╔══
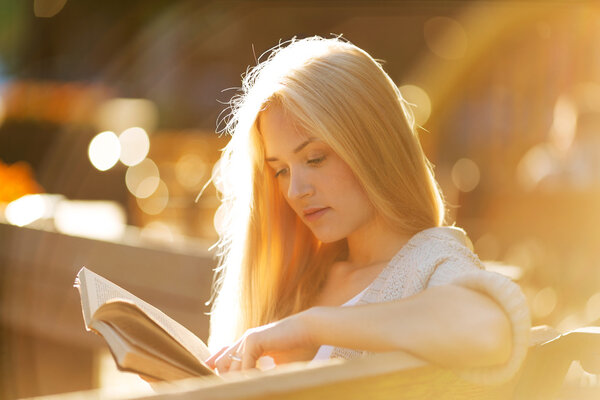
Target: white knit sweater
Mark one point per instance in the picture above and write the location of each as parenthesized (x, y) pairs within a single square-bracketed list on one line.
[(440, 256)]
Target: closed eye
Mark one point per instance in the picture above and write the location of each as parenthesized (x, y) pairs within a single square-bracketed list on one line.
[(281, 171), (316, 161)]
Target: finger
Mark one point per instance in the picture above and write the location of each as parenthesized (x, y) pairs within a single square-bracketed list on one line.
[(252, 351), (223, 362), (211, 361)]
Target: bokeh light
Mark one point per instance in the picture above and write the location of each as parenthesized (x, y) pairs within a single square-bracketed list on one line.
[(142, 179), (135, 145), (465, 175), (535, 165), (104, 150), (104, 220), (445, 37), (157, 202), (25, 210), (419, 97)]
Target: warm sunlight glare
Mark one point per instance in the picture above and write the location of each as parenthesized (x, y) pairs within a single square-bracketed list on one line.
[(25, 210), (103, 220), (465, 175), (422, 104), (104, 150)]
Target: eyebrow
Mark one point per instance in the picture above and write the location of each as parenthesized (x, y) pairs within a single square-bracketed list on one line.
[(296, 150)]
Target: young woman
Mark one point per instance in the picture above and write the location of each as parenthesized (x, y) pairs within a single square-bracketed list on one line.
[(329, 201)]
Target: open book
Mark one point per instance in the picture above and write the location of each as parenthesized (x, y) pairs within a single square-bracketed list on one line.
[(141, 338)]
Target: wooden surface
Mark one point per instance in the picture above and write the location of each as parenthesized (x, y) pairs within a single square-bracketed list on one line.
[(40, 312), (389, 376)]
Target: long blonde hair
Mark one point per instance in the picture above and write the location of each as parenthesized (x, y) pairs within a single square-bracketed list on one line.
[(270, 264)]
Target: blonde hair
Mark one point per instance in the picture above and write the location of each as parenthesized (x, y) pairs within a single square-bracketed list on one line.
[(270, 264)]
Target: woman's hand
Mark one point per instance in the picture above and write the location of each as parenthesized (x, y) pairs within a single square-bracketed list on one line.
[(285, 341)]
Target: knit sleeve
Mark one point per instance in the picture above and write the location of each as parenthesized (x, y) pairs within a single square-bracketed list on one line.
[(508, 295)]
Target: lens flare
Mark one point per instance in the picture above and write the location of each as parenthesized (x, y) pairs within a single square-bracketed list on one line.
[(104, 150)]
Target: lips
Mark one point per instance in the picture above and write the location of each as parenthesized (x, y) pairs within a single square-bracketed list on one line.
[(312, 214)]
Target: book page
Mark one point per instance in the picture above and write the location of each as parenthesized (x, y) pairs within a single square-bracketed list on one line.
[(97, 290)]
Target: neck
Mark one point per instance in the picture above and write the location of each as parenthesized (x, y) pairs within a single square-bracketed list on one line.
[(374, 243)]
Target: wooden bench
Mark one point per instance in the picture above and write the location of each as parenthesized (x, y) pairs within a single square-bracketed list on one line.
[(394, 376)]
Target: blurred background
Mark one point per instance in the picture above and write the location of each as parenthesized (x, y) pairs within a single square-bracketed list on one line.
[(108, 114)]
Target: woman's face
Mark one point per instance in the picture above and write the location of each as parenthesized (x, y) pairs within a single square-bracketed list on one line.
[(317, 184)]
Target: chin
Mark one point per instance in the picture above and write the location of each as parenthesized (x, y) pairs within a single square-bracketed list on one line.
[(328, 237)]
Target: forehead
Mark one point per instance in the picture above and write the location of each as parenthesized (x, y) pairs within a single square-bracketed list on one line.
[(280, 133)]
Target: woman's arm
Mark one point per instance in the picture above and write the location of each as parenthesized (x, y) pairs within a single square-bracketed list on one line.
[(446, 325)]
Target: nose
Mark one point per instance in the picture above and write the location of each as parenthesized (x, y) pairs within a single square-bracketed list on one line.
[(299, 185)]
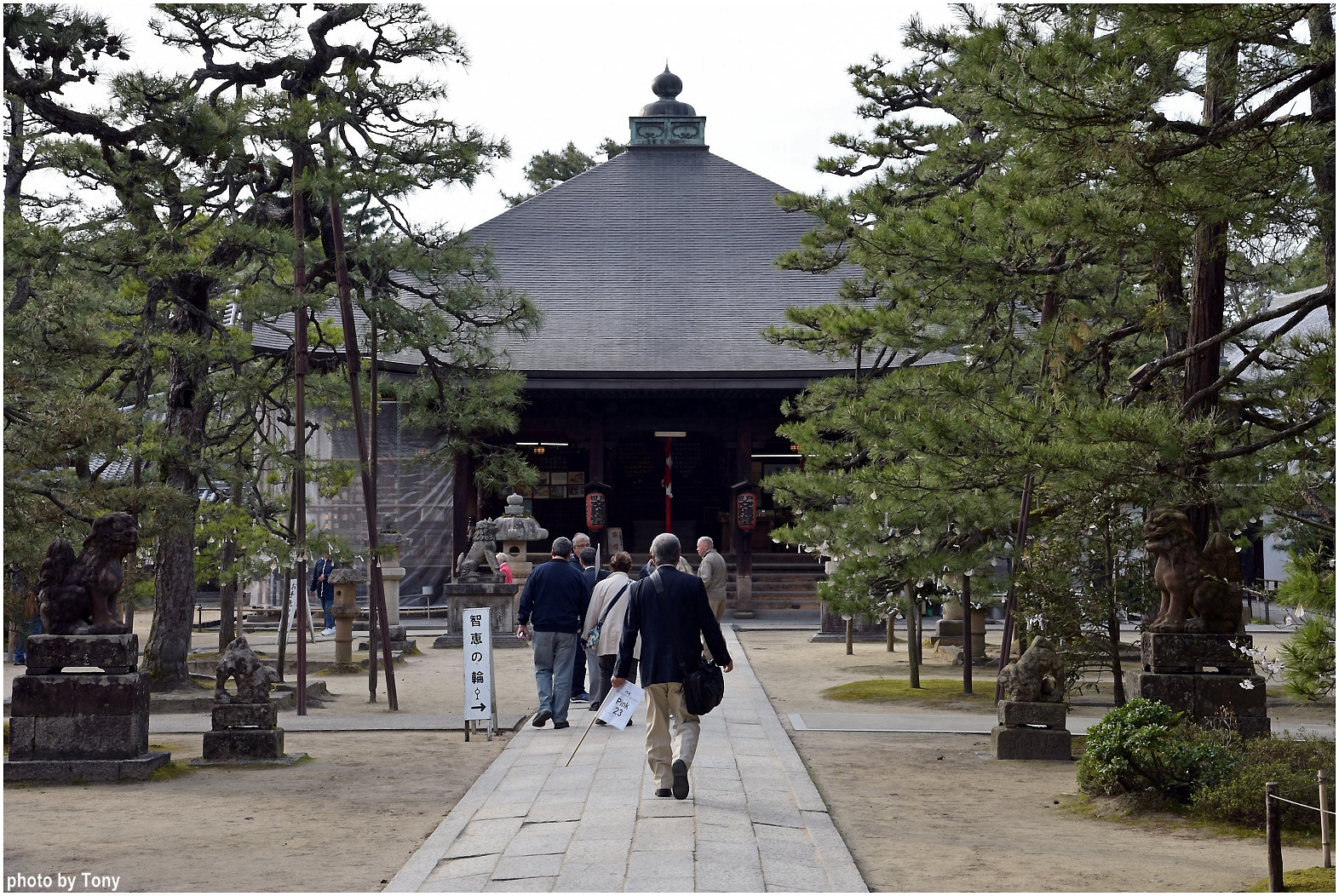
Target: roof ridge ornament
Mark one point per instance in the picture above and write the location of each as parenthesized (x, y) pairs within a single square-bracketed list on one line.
[(667, 122)]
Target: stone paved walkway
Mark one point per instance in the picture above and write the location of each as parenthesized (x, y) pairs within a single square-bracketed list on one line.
[(555, 816)]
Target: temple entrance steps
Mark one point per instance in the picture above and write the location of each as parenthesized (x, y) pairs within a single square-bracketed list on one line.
[(781, 582)]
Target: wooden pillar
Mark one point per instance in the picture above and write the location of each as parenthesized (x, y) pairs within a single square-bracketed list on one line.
[(595, 473), (744, 540), (463, 508)]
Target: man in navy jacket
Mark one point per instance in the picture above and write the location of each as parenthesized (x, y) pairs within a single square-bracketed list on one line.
[(670, 623), (323, 589), (554, 601)]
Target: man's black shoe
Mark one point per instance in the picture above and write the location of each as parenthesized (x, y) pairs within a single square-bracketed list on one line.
[(681, 779)]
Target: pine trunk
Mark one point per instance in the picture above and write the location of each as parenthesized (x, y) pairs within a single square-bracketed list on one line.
[(1323, 107), (184, 437), (1210, 279), (227, 596)]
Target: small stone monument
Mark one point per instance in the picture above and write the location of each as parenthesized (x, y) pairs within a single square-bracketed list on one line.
[(83, 727), (478, 583), (391, 575), (514, 529), (346, 580), (1195, 654), (1032, 715), (245, 723)]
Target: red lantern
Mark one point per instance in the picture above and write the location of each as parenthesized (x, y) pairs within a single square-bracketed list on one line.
[(746, 510), (597, 510)]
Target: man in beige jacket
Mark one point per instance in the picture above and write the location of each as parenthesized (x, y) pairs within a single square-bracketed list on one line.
[(713, 573)]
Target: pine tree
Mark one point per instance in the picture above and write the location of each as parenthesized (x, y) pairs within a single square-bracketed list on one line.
[(1037, 228)]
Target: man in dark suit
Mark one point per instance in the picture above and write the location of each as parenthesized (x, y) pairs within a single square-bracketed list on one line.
[(323, 589), (669, 619), (591, 669), (580, 544)]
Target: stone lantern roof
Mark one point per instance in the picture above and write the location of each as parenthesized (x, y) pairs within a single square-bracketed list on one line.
[(514, 526)]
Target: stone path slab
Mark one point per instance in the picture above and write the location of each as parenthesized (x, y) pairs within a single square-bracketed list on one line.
[(554, 816), (175, 723)]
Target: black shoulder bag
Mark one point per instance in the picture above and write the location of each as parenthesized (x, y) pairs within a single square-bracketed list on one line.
[(704, 683)]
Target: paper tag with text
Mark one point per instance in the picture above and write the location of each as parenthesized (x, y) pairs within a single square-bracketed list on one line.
[(618, 704)]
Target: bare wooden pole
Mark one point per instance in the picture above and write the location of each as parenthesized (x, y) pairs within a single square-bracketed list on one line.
[(1325, 820), (376, 592), (1011, 599), (300, 418), (374, 407), (1273, 836), (967, 634), (912, 633)]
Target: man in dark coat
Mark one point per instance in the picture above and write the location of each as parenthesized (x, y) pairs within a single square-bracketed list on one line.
[(555, 599), (323, 589), (592, 573), (580, 543), (670, 622)]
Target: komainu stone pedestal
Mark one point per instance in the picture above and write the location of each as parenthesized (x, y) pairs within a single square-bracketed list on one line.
[(81, 727), (1210, 678), (1032, 711), (245, 732), (1030, 732), (244, 723)]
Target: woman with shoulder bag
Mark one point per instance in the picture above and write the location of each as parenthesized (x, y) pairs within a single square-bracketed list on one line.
[(608, 607)]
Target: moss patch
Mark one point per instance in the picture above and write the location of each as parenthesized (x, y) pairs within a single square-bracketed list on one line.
[(1304, 880), (931, 692), (169, 772)]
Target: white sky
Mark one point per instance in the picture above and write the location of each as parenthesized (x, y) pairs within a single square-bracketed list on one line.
[(770, 78)]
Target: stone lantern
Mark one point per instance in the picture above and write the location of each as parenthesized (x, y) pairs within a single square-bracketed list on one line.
[(514, 528), (346, 582), (948, 631)]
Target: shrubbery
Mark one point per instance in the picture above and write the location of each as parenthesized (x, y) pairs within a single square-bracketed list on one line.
[(1147, 749), (1238, 797), (1144, 746)]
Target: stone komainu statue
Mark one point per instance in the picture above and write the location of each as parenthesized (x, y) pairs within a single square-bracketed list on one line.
[(79, 594), (241, 664), (1200, 589), (481, 556), (1037, 676)]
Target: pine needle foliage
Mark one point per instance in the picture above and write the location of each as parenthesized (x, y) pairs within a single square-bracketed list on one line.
[(1041, 204)]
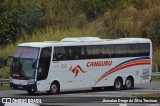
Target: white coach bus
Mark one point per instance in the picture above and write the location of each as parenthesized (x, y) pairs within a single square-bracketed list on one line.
[(80, 63)]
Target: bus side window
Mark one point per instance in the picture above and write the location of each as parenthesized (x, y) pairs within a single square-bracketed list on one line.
[(107, 51), (132, 50), (92, 52), (59, 54), (44, 63), (144, 49), (74, 52)]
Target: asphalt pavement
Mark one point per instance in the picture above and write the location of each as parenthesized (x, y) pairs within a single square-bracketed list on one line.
[(101, 97)]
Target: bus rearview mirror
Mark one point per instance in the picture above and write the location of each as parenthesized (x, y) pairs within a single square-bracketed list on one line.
[(34, 64), (5, 61)]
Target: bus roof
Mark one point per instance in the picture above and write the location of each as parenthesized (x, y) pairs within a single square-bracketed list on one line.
[(85, 41)]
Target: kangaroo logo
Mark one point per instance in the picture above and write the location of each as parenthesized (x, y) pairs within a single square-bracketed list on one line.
[(76, 70)]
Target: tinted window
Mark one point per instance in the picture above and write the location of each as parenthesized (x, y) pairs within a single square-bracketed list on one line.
[(26, 52), (92, 52), (144, 49), (107, 51), (120, 50), (44, 63), (59, 54), (132, 50), (74, 52)]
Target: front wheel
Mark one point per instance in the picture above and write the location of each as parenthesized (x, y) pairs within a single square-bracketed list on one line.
[(31, 92), (118, 84), (128, 83), (54, 89)]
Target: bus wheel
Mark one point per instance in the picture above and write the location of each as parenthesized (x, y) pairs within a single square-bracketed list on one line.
[(54, 89), (118, 84), (128, 83)]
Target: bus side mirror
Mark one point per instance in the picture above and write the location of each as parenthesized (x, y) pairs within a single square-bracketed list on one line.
[(34, 64), (5, 61)]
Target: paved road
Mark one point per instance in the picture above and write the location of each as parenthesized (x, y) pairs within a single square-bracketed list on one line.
[(89, 98)]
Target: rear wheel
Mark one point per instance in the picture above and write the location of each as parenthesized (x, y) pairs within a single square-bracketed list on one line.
[(54, 89), (118, 84), (128, 83)]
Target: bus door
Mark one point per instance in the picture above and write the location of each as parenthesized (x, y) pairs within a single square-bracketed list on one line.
[(145, 74), (43, 69)]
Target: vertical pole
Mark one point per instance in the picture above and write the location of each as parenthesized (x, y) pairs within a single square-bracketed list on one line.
[(156, 69)]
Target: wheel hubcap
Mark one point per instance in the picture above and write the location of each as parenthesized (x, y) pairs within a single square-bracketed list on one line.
[(118, 84), (128, 83), (54, 88)]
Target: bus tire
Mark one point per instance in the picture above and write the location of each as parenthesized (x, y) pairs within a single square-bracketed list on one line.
[(54, 89), (118, 84), (128, 83)]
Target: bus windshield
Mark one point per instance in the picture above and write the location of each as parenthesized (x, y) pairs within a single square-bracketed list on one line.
[(21, 67)]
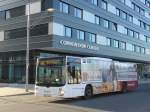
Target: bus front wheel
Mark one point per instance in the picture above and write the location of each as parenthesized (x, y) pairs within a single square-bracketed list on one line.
[(88, 92)]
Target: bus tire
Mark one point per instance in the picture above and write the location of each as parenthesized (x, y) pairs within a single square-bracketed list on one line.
[(124, 87), (88, 92)]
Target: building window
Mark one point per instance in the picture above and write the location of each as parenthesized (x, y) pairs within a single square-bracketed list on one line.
[(122, 45), (97, 20), (80, 35), (108, 41), (136, 35), (147, 39), (95, 2), (130, 47), (130, 18), (64, 7), (113, 26), (68, 31), (142, 50), (15, 12), (77, 12), (116, 43), (123, 15), (2, 15), (142, 12), (130, 33), (123, 1), (15, 33), (104, 4), (142, 24), (118, 12), (137, 49), (104, 22), (38, 30), (91, 37)]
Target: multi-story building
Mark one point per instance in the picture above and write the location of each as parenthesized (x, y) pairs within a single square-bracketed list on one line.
[(117, 29)]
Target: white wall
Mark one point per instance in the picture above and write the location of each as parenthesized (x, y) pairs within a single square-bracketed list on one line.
[(35, 7), (1, 35), (56, 29), (111, 8), (87, 16)]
╚══
Aim of the exercise:
Could you repeat, exactly and with nothing else, the lines from the first line of the records through the line containing "Target: warm sunlight glare"? Leave out the pictures.

Solved exercise:
Target: white knit sweater
Mark one point per instance in the picture above and write the location of each as parenthesized (x, y) pairs within a single square-bracketed list on one line.
[(440, 256)]
Target: closed eye
Mark one point per instance in the picture above and write the location of each as parenthesized (x, y) pairs within a single square-bracketed list on one line.
[(281, 171), (316, 161)]
Target: finger
Mark one point per instance in the picture above and write the location of each as parenthesized (x, y) pairs within a single square-bracketed list on one line.
[(252, 351), (223, 362), (211, 361)]
Target: bokeh light
Mark one point per instance in the picture above and write the location of each as parenthesized (x, y) pairs within a single square-bracketed list on one line.
[(142, 179), (135, 145), (465, 175), (535, 165), (104, 150), (104, 220), (445, 37), (157, 202), (25, 210), (419, 97)]
Target: warm sunlight glare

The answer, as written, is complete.